* _What to produce_: Quote the lines below from the one with "Scouting task: drop one point on every instance of the young" up to and including the one with "[(22, 249), (150, 271), (310, 202)]", and nothing else.

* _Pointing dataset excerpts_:
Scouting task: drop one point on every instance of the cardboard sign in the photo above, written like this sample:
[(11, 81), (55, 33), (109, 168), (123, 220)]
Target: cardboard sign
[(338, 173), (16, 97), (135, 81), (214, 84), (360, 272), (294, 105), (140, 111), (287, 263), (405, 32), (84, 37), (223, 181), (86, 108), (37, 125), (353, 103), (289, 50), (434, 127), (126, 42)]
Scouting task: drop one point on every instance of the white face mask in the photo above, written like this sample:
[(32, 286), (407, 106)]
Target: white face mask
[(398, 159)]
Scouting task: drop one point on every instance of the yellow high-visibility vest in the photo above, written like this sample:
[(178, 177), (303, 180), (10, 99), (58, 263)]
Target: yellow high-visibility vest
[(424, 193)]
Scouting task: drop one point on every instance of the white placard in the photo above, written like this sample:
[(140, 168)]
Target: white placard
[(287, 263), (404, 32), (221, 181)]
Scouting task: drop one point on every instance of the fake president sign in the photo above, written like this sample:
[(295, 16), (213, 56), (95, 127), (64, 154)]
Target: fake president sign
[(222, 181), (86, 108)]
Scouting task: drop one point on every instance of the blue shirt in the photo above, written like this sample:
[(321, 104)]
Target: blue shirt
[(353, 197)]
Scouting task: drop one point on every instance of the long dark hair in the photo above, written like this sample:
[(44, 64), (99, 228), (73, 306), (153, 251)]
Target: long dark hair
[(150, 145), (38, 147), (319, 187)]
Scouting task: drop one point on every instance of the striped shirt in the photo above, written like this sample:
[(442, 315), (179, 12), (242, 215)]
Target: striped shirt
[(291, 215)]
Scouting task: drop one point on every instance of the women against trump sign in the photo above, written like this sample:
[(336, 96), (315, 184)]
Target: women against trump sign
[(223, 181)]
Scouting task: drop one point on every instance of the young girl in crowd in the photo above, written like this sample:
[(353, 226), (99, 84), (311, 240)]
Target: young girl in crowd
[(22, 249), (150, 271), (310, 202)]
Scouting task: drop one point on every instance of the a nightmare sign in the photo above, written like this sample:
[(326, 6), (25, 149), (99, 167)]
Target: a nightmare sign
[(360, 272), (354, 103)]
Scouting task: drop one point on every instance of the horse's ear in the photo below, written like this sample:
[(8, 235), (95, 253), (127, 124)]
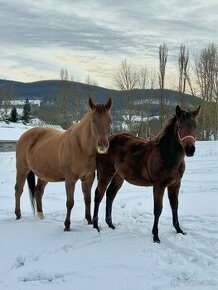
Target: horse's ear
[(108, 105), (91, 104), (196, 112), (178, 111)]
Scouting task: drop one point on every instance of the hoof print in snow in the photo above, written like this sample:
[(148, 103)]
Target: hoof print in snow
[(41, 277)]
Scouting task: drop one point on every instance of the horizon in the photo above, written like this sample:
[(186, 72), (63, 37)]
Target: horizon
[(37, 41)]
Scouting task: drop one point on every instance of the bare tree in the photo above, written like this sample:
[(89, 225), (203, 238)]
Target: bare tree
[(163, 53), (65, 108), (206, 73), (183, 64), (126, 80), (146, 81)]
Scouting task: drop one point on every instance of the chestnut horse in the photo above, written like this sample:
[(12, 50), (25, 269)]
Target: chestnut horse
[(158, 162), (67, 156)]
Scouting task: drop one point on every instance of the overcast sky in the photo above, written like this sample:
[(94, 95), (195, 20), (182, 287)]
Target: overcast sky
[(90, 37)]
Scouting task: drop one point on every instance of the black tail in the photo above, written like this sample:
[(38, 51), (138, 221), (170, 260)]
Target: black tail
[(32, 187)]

--

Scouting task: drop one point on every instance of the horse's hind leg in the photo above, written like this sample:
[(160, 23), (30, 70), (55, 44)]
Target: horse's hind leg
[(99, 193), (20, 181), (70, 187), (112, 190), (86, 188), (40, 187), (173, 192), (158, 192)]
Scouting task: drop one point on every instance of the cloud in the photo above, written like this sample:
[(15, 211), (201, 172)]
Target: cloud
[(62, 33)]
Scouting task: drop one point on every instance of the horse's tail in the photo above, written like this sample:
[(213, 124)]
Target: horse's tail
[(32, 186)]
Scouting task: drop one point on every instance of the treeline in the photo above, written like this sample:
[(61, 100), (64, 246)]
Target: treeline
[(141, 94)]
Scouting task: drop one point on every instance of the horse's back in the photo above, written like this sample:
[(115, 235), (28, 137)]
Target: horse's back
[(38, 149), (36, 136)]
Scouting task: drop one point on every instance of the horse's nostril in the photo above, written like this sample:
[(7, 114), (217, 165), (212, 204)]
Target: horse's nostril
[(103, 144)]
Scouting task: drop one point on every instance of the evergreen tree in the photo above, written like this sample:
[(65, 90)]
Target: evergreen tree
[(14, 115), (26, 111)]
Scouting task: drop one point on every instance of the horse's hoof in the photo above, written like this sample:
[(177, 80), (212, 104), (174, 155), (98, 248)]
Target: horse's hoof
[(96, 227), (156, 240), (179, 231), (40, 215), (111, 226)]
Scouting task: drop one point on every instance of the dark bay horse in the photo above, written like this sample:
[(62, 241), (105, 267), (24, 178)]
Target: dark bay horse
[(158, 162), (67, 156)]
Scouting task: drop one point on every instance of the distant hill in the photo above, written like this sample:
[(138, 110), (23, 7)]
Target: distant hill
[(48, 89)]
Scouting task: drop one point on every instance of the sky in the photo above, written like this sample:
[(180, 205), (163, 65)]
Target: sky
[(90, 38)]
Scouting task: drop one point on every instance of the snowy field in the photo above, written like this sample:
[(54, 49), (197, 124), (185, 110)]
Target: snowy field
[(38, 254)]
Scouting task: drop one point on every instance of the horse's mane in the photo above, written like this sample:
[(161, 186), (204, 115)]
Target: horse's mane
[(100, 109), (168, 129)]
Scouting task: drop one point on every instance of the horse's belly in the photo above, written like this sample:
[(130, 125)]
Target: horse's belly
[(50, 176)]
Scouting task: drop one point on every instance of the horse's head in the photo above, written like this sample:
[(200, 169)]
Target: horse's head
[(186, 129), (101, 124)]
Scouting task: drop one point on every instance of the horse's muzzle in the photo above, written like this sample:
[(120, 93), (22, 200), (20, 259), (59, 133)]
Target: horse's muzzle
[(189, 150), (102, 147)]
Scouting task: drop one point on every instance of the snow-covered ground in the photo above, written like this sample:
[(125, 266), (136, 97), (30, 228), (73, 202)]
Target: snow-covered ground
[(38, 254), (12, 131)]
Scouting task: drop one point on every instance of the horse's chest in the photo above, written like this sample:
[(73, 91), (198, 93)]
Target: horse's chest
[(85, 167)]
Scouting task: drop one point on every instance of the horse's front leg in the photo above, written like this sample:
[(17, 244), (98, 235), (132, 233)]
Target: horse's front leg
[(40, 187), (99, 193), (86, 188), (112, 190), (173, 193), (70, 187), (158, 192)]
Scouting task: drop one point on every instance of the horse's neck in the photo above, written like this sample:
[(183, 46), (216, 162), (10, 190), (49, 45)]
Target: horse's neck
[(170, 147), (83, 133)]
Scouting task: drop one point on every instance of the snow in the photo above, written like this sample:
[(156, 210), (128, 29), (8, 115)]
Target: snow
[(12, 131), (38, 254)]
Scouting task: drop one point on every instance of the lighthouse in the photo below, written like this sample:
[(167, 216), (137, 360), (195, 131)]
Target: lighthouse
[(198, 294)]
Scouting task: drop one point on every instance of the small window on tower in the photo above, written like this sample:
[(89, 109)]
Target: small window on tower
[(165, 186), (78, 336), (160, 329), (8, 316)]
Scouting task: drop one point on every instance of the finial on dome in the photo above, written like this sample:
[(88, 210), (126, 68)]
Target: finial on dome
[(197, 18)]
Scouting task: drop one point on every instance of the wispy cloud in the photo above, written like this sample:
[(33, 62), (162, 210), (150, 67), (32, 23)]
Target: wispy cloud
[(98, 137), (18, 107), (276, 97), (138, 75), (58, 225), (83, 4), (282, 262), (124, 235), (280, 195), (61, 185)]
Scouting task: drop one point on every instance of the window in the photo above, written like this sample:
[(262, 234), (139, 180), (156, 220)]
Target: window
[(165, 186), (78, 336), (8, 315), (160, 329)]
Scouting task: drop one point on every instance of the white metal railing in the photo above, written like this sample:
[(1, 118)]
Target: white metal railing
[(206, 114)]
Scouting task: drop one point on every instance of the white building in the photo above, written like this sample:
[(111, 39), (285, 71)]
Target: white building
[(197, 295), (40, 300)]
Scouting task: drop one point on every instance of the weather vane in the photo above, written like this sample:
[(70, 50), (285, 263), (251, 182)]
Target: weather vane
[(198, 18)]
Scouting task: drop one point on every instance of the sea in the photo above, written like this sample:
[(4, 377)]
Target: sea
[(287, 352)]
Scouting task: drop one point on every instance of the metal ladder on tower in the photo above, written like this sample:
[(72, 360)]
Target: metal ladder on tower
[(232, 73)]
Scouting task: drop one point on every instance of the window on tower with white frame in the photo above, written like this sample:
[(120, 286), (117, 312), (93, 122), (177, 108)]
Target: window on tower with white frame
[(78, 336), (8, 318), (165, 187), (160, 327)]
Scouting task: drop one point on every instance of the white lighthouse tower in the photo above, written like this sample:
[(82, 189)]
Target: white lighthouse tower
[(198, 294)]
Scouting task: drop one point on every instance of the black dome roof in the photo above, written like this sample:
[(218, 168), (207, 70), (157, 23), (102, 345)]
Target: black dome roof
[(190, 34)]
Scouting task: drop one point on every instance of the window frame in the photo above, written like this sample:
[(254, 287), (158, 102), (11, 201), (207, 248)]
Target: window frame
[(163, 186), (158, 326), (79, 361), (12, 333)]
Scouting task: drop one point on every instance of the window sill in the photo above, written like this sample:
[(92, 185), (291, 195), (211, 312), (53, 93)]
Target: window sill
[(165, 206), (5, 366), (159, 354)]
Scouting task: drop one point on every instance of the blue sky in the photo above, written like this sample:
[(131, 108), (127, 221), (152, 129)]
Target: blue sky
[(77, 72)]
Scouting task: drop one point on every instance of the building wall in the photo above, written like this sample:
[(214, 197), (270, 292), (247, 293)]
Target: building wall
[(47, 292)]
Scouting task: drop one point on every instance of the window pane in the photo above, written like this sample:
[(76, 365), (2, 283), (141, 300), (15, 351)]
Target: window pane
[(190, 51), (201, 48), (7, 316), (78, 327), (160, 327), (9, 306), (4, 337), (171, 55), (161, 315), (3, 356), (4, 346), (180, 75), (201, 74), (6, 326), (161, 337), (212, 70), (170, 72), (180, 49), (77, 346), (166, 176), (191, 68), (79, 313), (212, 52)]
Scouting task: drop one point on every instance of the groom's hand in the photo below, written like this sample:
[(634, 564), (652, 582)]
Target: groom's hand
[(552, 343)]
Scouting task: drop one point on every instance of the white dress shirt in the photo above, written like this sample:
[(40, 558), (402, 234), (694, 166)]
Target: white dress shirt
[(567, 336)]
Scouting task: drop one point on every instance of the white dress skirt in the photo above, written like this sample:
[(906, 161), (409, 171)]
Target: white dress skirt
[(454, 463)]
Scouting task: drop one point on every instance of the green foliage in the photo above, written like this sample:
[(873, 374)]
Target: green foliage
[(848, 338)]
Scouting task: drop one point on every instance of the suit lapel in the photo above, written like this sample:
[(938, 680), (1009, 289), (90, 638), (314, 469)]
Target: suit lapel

--

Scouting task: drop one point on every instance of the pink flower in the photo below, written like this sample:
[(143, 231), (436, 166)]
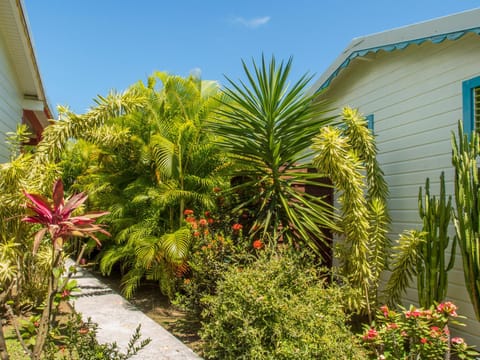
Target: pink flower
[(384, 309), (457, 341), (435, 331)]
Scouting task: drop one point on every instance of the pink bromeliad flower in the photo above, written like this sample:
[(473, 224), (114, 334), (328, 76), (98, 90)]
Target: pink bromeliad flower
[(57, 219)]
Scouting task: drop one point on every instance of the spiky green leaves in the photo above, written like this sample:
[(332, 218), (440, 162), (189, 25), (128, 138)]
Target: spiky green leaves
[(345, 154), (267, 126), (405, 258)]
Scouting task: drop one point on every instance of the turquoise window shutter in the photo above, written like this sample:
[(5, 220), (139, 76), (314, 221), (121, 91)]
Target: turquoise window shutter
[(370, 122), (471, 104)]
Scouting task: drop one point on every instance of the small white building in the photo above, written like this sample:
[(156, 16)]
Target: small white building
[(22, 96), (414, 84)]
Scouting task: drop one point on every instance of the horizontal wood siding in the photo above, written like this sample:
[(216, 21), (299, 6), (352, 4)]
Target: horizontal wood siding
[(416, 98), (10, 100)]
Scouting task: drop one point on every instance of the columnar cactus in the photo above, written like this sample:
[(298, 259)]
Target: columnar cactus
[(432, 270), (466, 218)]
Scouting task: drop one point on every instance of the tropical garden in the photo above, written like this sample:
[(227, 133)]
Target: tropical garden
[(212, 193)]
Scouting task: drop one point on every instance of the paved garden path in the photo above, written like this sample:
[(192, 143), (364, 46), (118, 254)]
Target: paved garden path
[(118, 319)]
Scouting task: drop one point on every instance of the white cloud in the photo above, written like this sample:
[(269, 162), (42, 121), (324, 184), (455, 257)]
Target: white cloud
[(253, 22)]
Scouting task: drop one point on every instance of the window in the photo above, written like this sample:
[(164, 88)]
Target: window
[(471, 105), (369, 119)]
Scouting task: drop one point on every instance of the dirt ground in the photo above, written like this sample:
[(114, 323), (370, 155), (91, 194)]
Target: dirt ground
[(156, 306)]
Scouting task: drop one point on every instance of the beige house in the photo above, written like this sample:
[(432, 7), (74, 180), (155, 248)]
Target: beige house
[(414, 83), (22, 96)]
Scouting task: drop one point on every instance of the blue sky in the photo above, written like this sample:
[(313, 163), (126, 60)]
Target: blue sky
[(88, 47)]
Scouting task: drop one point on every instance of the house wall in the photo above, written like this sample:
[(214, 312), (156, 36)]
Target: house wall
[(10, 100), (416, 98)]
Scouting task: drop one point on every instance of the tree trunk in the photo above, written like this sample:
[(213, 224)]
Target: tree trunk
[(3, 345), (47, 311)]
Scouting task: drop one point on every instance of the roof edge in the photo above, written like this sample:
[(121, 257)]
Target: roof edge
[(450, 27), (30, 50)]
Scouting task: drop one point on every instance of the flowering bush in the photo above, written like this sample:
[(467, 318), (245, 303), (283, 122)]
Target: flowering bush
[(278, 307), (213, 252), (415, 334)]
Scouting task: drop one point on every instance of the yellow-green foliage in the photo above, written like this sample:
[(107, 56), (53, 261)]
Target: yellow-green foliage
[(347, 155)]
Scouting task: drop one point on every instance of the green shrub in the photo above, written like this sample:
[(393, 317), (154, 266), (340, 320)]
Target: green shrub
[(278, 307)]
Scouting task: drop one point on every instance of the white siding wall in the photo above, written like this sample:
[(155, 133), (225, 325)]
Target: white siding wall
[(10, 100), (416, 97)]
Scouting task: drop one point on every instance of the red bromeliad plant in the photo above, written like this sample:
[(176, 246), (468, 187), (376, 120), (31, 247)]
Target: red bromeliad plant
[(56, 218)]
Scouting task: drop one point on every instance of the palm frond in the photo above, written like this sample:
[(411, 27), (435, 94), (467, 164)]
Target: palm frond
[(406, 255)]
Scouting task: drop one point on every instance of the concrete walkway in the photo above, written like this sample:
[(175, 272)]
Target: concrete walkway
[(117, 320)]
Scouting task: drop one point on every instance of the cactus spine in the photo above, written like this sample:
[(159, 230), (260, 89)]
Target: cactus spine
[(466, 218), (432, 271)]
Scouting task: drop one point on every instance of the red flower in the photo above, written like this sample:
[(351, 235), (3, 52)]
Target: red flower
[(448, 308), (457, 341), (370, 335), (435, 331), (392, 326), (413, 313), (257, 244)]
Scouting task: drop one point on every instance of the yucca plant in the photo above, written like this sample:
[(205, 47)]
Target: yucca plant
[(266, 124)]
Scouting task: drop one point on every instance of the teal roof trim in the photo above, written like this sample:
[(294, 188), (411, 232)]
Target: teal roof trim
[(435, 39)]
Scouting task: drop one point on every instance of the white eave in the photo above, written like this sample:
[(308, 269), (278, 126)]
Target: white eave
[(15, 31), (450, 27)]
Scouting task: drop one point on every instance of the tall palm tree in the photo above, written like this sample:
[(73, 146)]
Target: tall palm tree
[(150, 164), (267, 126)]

* _Exercise answer_:
Scouting task: drop one point on every instance of the young girl in crowd in the photo above, written like this sample:
[(353, 226), (99, 84), (311, 240)]
Target: young girl in crowd
[(22, 249), (150, 271), (310, 202)]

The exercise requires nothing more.